= Katharine Ordway =

American philanthropist

Katharine Ordway (April 3, 1899 – 1979) was an American philanthropist who used her wealth for land preservation, including protecting the prairies of the Great Plains.

==Biography==
Katharine was born on April 3, 1899, to Lucius Pond Ordway and Jessie Cornwell Gilman. Her father, Lucius, worked his way up to president of a plumbing and heating company, before buying a majority stake in Minnesota Mining and Manufacturing.

Katharine grew up in Saint Paul, Minnesota, and saw the tallgrass prairie in the region almost completely disappear by 1930. She graduated cum laude from the University of Minnesota with degrees in botany and art, then briefly attended the Yale School of Medicine. Later, she studied biology and land-use planning at Columbia University.

Entries supplied
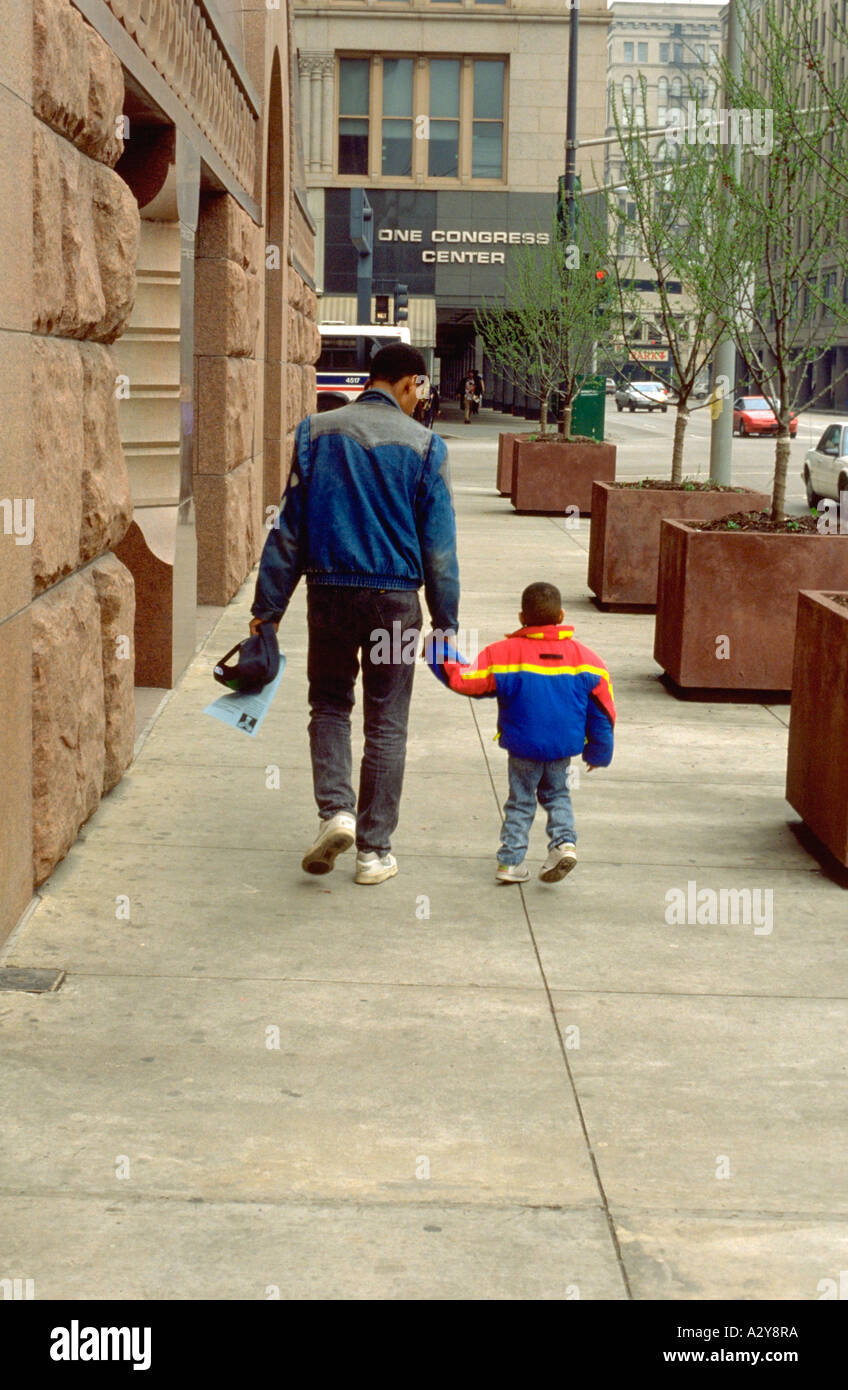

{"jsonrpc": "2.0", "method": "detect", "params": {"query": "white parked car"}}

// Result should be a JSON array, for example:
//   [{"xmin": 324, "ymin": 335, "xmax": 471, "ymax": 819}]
[
  {"xmin": 616, "ymin": 381, "xmax": 669, "ymax": 414},
  {"xmin": 801, "ymin": 420, "xmax": 848, "ymax": 507}
]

Instructions
(a) Answer these questions from the Ordway biography:
(i) On what date was Katharine Ordway born?
(ii) In which company did her father buy a majority stake?
(iii) What subjects did she study at Columbia University?
(b) State whether each statement agrees with the Ordway biography, quoting the words that settle it:
(i) Ordway earned degrees in botany and art from the University of Minnesota.
(ii) Her father founded Minnesota Mining and Manufacturing.
(iii) Ordway completed a degree at the Yale School of Medicine.
(c) Carry the Ordway biography forward from its final sentence.
The rows are separate material and have no connection to the Ordway biography.

Answers provided
(a)
(i) April 3, 1899
(ii) Minnesota Mining and Manufacturing
(iii) Biology and land-use planning

(b)
(i) Yes: "She graduated cum laude from the University of Minnesota with degrees in botany and art"
(ii) No: "before buying a majority stake in Minnesota Mining and Manufacturing"
(iii) No: "then briefly attended the Yale School of Medicine"

(c)
Lucius died in 1948, leaving his children an estate worth $18.8 million. Katharine used her inherited wealth for natural area conservation, second only to John D. Rockefeller Jr. Her philanthropy helped protect 31,000 acres of Great Plains prairies, including helping The Nature Conservancy purchase the Konza Prairie Biological Station, and the Katharine Ordway Natural History Study Area, a 278-acre parcel consisting of dry prairie, oak woodland-brushland, mesic prairie, and black ash swamp. She donated the Lucius Pond Ordway Devil's Den Preserve to the Nature Conservancy. She donated Prairie State Park to Missouri.

== Legacy ==
She endowed an Acquisition Fund for the Yale University Art Gallery. The University of Florida named The Katharine Ordway Chair in Ecosystem Conservation for her.